__Task goal__. The answer should consist of all the records, written out word for word.

◇ ◇ ◇ ◇ ◇

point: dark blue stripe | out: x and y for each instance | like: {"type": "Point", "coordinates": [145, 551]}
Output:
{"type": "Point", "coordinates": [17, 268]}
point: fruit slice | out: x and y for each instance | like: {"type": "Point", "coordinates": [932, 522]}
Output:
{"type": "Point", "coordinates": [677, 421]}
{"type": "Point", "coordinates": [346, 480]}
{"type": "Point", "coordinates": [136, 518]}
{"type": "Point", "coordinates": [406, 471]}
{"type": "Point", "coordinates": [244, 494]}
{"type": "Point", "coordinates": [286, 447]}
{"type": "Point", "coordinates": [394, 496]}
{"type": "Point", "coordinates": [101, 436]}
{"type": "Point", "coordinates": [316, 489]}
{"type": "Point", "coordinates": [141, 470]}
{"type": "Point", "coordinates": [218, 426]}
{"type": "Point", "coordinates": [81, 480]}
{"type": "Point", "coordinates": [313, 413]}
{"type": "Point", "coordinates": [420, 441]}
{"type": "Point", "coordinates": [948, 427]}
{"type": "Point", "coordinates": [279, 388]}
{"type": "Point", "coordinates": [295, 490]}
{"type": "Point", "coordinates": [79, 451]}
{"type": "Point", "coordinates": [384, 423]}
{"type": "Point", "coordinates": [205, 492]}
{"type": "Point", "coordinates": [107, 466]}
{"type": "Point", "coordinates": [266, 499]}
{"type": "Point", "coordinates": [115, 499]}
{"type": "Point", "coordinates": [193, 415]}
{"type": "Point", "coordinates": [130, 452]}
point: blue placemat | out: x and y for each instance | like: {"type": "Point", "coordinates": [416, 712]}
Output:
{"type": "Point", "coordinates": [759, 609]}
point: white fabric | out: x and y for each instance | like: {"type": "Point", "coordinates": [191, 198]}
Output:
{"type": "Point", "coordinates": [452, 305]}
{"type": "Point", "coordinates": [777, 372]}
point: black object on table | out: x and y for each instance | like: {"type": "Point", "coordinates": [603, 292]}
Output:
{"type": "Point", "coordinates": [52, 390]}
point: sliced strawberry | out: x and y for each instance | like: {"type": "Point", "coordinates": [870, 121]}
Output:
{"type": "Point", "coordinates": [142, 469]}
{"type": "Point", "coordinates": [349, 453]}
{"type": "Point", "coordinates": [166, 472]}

◇ ◇ ◇ ◇ ◇

__Result__.
point: dark blue stripe | out: x and y for each instance | like: {"type": "Point", "coordinates": [145, 551]}
Output:
{"type": "Point", "coordinates": [17, 268]}
point: fruit slice | out: x and y for each instance | like: {"type": "Point", "coordinates": [932, 522]}
Output:
{"type": "Point", "coordinates": [677, 421]}
{"type": "Point", "coordinates": [346, 480]}
{"type": "Point", "coordinates": [136, 518]}
{"type": "Point", "coordinates": [406, 471]}
{"type": "Point", "coordinates": [244, 494]}
{"type": "Point", "coordinates": [286, 447]}
{"type": "Point", "coordinates": [394, 496]}
{"type": "Point", "coordinates": [101, 436]}
{"type": "Point", "coordinates": [316, 489]}
{"type": "Point", "coordinates": [141, 470]}
{"type": "Point", "coordinates": [218, 426]}
{"type": "Point", "coordinates": [81, 480]}
{"type": "Point", "coordinates": [313, 413]}
{"type": "Point", "coordinates": [420, 441]}
{"type": "Point", "coordinates": [948, 427]}
{"type": "Point", "coordinates": [279, 388]}
{"type": "Point", "coordinates": [295, 490]}
{"type": "Point", "coordinates": [79, 451]}
{"type": "Point", "coordinates": [384, 423]}
{"type": "Point", "coordinates": [205, 492]}
{"type": "Point", "coordinates": [107, 466]}
{"type": "Point", "coordinates": [266, 499]}
{"type": "Point", "coordinates": [115, 499]}
{"type": "Point", "coordinates": [193, 415]}
{"type": "Point", "coordinates": [130, 452]}
point: blue placemat | out: x and y for each instance | like: {"type": "Point", "coordinates": [416, 712]}
Output:
{"type": "Point", "coordinates": [759, 609]}
point: white fabric | out: x and y for each instance | like: {"type": "Point", "coordinates": [191, 198]}
Output:
{"type": "Point", "coordinates": [452, 305]}
{"type": "Point", "coordinates": [777, 372]}
point: black object on table | out: x and y for each instance | like: {"type": "Point", "coordinates": [603, 292]}
Output:
{"type": "Point", "coordinates": [52, 390]}
point: sliced strawberry | out: x and y for each instance | like: {"type": "Point", "coordinates": [870, 121]}
Output:
{"type": "Point", "coordinates": [142, 469]}
{"type": "Point", "coordinates": [349, 453]}
{"type": "Point", "coordinates": [166, 472]}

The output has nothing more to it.